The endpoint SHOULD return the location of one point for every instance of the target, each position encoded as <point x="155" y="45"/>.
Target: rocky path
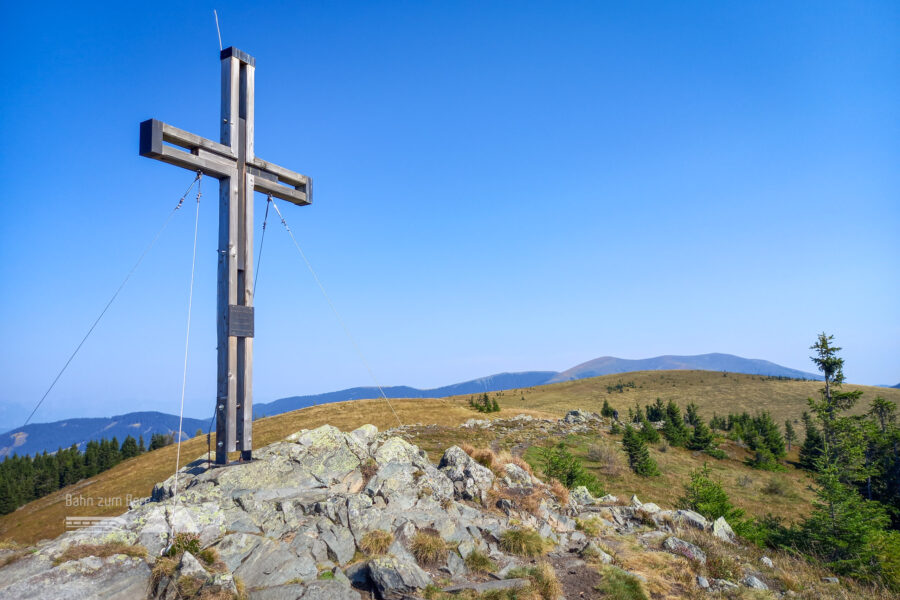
<point x="326" y="514"/>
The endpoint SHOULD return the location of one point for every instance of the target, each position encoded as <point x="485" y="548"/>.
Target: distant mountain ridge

§ TASK DESCRIPTION
Pull every line of text from the data above, copying each one word for word, and leave the pictures out.

§ RESPONSE FOR THIS EXERCISE
The endpoint SHOULD return the location of one point for every instance of the target, each position encoded as <point x="155" y="45"/>.
Target: rocky path
<point x="326" y="514"/>
The endpoint SHOULD return the location of one point for every instance of the target, each position encoded as <point x="485" y="548"/>.
Target: distant mountain ridge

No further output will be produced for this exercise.